### [Exercise requirements]
Copy out exactly the lines below, everything from the line containing "on the floral" down to the line containing "x=579, y=608", with both of those lines included.

[Dataset rows showing where objects appear]
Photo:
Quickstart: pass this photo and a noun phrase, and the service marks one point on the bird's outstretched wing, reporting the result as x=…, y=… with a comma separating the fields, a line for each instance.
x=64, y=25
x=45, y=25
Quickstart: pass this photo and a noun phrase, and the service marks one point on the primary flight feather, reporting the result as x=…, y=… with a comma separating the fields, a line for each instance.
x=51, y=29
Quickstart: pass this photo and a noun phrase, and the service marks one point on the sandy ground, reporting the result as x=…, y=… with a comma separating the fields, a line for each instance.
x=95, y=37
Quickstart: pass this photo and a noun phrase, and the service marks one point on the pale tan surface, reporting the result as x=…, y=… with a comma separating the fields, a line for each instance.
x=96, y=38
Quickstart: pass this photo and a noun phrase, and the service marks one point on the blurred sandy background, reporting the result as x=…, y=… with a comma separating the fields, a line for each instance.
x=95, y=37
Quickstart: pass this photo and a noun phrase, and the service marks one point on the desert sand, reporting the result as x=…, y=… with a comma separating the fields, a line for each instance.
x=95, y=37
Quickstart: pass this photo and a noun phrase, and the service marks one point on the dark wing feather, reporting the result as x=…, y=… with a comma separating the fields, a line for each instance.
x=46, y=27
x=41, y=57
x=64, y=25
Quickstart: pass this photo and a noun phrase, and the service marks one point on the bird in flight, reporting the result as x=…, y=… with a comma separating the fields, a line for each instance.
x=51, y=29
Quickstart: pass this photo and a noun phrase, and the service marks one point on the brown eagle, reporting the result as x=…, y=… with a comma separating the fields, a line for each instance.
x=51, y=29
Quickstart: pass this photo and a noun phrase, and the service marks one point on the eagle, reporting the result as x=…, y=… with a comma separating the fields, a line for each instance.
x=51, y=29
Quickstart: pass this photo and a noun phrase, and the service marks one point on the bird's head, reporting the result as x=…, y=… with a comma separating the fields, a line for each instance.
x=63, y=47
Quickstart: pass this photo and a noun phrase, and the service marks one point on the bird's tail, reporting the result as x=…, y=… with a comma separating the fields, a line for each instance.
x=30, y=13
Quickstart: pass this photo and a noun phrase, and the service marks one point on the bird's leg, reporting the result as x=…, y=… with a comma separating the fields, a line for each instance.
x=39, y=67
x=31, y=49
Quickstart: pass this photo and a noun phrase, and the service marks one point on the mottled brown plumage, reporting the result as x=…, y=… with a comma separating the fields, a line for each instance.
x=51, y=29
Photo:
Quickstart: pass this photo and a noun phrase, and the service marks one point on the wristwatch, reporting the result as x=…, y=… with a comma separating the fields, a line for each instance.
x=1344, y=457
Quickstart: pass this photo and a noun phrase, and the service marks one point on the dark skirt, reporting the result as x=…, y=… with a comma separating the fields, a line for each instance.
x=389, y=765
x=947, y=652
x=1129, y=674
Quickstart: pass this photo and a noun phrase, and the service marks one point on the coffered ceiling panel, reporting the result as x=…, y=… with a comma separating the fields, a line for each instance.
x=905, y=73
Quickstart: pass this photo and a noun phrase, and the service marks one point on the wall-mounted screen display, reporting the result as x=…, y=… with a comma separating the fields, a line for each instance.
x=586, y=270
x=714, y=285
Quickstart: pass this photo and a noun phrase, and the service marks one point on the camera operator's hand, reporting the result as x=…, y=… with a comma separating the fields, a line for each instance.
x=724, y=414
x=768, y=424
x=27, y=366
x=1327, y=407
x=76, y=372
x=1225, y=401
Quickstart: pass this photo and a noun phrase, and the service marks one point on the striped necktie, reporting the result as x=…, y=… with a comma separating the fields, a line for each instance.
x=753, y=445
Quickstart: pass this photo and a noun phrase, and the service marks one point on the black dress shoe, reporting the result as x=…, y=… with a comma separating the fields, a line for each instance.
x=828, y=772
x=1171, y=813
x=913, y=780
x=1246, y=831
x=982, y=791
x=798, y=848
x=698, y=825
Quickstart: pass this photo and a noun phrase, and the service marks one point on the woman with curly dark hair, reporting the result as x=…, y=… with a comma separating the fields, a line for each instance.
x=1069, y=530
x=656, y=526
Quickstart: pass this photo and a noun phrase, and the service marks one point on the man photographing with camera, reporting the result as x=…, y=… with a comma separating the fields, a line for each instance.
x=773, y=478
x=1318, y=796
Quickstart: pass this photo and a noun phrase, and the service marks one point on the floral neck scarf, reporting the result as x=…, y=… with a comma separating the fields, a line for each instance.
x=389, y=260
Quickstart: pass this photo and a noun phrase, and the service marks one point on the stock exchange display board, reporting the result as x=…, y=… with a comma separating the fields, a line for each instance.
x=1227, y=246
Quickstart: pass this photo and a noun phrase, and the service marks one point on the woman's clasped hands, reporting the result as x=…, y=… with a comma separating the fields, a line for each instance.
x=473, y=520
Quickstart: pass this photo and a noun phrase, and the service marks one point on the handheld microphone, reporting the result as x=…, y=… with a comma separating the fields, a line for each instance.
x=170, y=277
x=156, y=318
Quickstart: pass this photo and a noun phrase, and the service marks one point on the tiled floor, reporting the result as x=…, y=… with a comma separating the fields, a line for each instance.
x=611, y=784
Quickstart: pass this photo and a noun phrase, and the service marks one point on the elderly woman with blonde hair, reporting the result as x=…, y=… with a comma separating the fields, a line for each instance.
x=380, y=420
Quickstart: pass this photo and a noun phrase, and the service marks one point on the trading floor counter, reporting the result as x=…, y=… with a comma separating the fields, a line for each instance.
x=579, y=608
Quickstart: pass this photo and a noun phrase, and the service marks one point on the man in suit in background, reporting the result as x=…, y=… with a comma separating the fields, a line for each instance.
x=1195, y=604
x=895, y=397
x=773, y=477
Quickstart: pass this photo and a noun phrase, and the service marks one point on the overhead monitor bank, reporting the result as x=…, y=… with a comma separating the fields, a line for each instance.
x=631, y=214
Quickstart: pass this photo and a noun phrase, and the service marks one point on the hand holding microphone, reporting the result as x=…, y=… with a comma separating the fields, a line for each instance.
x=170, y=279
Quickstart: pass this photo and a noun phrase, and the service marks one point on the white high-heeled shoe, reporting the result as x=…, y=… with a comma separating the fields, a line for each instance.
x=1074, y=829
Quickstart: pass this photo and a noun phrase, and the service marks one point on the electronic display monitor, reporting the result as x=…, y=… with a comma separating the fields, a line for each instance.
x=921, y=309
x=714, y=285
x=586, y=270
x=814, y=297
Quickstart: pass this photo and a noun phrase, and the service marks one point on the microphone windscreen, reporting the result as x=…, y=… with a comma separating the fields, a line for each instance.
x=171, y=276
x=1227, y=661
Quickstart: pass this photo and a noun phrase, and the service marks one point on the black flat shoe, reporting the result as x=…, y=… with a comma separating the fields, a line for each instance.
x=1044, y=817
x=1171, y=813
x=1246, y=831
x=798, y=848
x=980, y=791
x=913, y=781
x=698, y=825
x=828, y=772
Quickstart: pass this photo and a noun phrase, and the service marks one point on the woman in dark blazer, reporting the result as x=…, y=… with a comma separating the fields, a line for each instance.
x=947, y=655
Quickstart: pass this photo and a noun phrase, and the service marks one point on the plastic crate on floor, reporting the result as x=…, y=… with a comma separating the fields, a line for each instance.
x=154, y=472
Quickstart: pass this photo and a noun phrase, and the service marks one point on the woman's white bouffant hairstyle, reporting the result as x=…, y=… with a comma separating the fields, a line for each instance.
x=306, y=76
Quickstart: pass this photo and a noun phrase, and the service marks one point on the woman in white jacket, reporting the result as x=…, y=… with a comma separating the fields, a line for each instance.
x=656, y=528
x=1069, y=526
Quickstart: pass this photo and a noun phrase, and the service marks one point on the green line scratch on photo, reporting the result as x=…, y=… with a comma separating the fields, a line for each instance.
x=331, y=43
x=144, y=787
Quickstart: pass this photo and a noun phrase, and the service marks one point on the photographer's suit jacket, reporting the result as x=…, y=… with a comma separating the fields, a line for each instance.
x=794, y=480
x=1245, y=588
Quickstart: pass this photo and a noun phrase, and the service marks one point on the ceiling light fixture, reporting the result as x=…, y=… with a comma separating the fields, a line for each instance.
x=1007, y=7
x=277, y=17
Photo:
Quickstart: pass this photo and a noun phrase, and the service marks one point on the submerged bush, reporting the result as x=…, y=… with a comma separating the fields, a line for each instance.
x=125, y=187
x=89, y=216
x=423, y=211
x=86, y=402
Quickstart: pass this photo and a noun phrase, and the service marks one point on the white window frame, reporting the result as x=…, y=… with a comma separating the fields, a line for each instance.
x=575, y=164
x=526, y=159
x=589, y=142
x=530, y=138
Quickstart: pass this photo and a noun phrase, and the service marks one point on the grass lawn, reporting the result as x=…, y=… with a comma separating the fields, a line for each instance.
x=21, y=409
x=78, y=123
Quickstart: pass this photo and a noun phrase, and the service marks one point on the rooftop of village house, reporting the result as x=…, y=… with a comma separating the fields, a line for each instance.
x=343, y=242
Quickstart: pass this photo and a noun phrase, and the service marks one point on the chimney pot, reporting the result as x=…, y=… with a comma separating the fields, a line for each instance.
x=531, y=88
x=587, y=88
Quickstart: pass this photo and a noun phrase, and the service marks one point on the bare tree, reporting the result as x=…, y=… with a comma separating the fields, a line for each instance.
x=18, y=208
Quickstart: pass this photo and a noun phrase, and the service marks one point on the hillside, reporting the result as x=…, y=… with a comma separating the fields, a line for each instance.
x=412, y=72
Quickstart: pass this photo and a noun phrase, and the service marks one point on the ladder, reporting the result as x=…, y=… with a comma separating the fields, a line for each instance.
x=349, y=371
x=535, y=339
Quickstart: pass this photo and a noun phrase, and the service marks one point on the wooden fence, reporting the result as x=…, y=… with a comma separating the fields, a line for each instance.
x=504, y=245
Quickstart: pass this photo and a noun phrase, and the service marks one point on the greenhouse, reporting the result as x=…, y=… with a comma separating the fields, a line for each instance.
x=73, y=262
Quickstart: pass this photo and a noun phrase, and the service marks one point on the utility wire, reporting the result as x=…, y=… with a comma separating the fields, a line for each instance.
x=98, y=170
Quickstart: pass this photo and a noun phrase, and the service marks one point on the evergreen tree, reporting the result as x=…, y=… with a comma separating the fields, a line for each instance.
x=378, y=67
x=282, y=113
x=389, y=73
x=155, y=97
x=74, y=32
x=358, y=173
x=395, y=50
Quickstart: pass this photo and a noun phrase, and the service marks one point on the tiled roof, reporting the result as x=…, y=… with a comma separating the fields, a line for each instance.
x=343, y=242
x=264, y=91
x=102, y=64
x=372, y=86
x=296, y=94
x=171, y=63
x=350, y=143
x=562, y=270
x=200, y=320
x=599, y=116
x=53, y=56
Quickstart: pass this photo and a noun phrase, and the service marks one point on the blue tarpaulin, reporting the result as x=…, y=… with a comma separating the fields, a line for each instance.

### [Exercise output]
Quickstart: pass this photo and a noun phrase, and the service marks one point on the floral neck scarf, reporting the result as x=…, y=… with a comma separating the fields, a line for each instance.
x=389, y=260
Quickstart: pass this photo and a noun phrase, and the service marks one point on the stock exchange display board, reporting the result as x=…, y=… with a comma separating the fields, a line for each instance.
x=1227, y=246
Quickstart: pass this photo and a noun phrase, and the service marks one point on the woman's clasped hands, reporting the result as x=…, y=… with a comma separating the fields, a line for each instance.
x=473, y=520
Quickstart: pass this photo and a noun phrase, and the service marks one point on the handheld microphone, reporting the result as x=…, y=… with a comma separating the fields, a line for each instance.
x=170, y=277
x=156, y=318
Quickstart: pass this photo and a noun phrase, and the service marks one point on the tiled floor, reporting the result as x=…, y=… with a comma separating the fields, a line for each instance.
x=611, y=784
Quickstart: pass this photo and a noun phrase, and the service marks one point on the elderly woman with blonde hair, reporting the result as x=…, y=… with a comma separating the fields, a line for each instance.
x=380, y=420
Quickstart: pass this photo and a noun phrase, and the service marks one point on the trading floor counter, reporting the result as x=…, y=… with a comma separating the fields, a line for each instance.
x=579, y=608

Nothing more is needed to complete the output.